## AIM
Rewrite the lines between the one holding "Where can the glass" and the one holding "point(110, 68)", inclusive, with "refrigerator" replaced by "fridge" and everything else left unchanged.

## MATERIAL FOR THIS EXERCISE

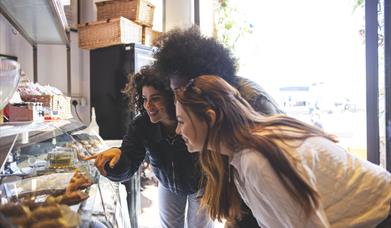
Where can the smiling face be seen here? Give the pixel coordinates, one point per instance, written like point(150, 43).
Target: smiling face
point(192, 129)
point(155, 104)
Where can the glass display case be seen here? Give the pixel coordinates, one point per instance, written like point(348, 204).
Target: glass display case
point(42, 161)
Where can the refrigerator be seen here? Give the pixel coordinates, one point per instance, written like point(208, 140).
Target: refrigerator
point(110, 68)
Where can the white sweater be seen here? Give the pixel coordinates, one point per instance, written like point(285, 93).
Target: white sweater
point(353, 192)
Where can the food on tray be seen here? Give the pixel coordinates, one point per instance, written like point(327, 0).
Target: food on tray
point(52, 184)
point(72, 198)
point(11, 209)
point(61, 158)
point(51, 212)
point(43, 215)
point(50, 223)
point(77, 182)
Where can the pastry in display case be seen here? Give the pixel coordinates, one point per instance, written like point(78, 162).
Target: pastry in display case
point(44, 181)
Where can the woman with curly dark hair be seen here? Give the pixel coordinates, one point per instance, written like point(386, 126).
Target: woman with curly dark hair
point(152, 132)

## TASK RESULT
Where can the glass display case be seen here? Give the pixel coordinates, one point per instance, written like point(348, 204).
Target: glass display case
point(42, 161)
Where can the fridge be seen here? Give the pixel coordinates, one point per instance, written like point(208, 140).
Target: fridge
point(110, 68)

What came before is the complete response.